→ **Document passage**

>>>

Puck Daddy Power Rankings: Phil Kessel's weight; David Savard's contract

[Author's note: Power rankings are usually three things: Bad, wrong, and boring. You typically know just as well as the authors which teams won what games against who and what it all means, so our moving the Red Wings up four spots or whatever really doesn't tell you anything you didn't know. Who's hot, who's not, who cares? For this reason, we're doing a power ranking of things that are usually not teams. You'll see what I mean.]

7. That David Savard extension

Here's what I don't get here: Savard at $4.25 million isn't that big of a deal in and of itself. That's not a ton of money, he played first-pairing minutes last year, and so on.

But you have to understand what $4.25 million should buy you in the marketplace. Kevin Shattenkirk makes that much. So do Marc-Edouard Vlasic and John Klingberg. Adam Larsson, Jake Muzzin, Jonas Brodin, Slava Voynov, Jake Gardiner all make less than that. Anton Stralman, TJ Brodie, and Ryan McDonagh all make slightly more than that.

<<<

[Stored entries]
>>>

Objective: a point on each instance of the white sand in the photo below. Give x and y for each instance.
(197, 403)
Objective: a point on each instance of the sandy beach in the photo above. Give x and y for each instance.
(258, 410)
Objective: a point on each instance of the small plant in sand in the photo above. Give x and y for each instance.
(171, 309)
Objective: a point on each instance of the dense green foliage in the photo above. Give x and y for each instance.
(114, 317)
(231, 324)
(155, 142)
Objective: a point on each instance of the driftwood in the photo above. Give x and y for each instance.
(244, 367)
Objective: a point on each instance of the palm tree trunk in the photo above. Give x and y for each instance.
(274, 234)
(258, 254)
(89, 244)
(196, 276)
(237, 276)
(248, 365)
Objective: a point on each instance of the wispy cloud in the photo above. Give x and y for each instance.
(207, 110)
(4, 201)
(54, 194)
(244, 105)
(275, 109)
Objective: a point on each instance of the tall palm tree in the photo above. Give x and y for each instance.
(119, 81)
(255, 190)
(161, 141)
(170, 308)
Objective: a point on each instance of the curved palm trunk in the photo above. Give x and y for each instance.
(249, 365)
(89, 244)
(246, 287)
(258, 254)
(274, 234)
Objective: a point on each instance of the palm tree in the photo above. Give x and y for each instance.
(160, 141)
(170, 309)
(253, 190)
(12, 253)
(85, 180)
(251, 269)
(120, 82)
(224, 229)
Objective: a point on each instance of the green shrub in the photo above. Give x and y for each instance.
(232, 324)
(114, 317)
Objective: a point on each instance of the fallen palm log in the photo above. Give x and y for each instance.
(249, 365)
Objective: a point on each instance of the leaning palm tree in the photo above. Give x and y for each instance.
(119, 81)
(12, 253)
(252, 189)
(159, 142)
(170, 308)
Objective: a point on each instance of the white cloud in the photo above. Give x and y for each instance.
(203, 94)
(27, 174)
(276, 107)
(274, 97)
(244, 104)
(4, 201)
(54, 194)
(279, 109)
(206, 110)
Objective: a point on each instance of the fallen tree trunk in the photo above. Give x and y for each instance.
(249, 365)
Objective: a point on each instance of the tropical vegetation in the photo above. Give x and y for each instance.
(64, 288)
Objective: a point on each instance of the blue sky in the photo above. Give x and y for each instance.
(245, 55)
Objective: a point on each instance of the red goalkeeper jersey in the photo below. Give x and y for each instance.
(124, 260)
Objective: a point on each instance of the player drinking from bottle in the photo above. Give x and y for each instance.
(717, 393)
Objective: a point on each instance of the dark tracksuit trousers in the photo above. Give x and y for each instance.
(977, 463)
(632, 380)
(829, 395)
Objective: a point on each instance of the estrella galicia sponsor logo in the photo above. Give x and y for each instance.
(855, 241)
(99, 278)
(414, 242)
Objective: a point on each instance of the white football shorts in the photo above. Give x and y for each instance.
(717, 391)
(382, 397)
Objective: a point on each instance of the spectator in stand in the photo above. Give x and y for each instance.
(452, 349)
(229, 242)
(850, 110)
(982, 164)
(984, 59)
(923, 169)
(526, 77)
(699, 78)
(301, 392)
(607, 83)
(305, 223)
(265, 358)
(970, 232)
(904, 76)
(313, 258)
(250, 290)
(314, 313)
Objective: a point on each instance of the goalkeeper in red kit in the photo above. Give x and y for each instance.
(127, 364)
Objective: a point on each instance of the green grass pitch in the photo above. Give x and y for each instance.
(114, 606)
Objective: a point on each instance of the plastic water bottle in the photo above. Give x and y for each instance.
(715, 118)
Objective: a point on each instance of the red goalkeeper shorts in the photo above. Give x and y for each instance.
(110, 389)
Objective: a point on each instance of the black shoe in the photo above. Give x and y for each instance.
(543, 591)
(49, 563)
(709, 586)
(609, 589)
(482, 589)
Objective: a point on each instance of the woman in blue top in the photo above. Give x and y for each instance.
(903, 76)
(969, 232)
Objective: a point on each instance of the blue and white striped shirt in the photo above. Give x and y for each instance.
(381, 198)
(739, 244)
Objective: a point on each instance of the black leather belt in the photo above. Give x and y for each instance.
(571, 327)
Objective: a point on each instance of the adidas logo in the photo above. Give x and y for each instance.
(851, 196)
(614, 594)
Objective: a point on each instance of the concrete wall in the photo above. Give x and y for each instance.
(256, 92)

<<<

→ **Task goal**
List every player the power rankings article says makes less than $4.25 million. Rely on the power rankings article alone and not on the material.

→ **Output of the exercise**
Adam Larsson, Jake Muzzin, Jonas Brodin, Slava Voynov, Jake Gardiner